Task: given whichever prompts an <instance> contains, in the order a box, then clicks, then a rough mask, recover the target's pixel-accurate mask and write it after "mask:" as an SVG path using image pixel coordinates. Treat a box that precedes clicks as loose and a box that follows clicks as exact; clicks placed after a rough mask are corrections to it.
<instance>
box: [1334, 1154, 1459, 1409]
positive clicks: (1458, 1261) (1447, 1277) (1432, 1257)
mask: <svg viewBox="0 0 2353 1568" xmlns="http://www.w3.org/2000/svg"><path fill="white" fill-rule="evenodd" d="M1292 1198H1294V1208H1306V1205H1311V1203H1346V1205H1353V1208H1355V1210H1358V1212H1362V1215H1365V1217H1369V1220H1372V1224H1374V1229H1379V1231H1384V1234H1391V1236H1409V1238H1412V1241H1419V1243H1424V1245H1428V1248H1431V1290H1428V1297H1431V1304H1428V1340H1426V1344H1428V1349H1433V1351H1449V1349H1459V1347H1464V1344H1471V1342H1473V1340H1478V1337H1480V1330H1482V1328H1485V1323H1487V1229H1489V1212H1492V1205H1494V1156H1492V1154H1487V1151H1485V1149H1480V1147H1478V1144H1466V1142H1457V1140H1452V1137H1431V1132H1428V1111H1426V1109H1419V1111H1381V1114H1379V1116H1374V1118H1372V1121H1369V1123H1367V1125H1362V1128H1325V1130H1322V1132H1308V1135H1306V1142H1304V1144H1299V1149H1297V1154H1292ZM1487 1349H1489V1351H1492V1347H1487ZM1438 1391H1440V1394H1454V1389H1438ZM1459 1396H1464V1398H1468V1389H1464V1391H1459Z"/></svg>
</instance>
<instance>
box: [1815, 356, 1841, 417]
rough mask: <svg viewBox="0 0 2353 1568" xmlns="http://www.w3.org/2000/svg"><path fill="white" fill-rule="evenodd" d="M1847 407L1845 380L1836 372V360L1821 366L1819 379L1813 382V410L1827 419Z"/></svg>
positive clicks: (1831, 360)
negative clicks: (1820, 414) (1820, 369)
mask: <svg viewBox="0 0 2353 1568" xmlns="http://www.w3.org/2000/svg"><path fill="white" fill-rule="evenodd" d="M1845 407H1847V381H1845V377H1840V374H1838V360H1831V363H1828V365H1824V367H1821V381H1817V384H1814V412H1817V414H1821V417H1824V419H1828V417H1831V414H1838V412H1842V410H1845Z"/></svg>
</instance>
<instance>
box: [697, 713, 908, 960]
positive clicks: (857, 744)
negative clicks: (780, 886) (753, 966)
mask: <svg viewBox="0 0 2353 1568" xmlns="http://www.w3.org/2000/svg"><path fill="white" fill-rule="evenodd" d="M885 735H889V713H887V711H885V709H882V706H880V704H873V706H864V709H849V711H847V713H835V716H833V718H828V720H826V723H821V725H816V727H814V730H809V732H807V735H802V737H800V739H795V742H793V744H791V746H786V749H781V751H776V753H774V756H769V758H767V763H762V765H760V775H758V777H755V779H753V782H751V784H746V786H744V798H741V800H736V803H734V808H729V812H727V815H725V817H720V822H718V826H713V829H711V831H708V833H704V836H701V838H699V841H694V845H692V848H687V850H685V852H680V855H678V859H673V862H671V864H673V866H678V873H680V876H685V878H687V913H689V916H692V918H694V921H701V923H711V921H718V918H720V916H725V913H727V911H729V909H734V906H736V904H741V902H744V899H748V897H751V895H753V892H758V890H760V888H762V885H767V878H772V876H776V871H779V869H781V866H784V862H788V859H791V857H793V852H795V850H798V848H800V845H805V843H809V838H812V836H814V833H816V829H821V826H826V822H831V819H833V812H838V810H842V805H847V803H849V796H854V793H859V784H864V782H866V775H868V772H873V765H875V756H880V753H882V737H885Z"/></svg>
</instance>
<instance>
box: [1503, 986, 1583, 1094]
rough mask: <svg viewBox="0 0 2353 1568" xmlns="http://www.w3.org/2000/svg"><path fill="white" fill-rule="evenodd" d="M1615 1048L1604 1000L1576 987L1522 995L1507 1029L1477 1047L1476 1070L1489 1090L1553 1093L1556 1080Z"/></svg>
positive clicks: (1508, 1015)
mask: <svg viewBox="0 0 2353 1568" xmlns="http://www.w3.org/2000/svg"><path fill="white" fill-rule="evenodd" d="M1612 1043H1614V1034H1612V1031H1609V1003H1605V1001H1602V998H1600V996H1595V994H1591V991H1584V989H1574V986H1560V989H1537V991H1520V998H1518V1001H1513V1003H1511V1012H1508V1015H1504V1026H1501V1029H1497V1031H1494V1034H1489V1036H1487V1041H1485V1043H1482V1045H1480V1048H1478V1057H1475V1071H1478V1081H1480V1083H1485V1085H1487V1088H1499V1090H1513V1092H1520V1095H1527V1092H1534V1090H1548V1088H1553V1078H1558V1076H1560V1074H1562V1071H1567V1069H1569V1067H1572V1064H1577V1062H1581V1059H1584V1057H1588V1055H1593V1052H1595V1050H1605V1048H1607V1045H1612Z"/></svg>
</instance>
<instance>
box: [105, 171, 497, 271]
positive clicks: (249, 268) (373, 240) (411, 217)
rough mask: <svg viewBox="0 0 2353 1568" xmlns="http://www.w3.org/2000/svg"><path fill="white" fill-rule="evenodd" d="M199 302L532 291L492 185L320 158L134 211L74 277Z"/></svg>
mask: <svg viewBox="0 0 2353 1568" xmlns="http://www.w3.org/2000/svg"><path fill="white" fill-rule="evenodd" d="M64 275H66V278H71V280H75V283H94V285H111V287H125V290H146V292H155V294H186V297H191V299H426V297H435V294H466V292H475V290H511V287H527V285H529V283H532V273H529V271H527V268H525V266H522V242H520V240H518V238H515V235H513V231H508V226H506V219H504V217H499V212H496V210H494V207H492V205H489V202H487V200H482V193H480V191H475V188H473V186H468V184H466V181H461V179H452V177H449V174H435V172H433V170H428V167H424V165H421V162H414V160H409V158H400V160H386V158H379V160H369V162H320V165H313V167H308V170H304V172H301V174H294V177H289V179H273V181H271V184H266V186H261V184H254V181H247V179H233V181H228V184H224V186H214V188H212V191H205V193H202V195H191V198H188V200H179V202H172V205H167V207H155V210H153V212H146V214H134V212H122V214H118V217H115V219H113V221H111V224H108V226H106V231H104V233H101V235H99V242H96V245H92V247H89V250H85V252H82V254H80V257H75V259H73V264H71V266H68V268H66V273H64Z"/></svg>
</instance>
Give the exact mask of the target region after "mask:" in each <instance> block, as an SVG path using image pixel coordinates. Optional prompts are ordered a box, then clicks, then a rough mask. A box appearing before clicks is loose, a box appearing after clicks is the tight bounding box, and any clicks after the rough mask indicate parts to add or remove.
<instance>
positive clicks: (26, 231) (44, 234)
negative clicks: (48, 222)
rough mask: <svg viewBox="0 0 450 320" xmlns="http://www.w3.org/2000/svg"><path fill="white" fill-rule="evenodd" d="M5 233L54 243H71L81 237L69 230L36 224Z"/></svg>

= = = = = = =

▶ Assigned task
Count the lines of the material that contain the string "image", with case counting, and reply with only that number.

▶ Response to this exercise
2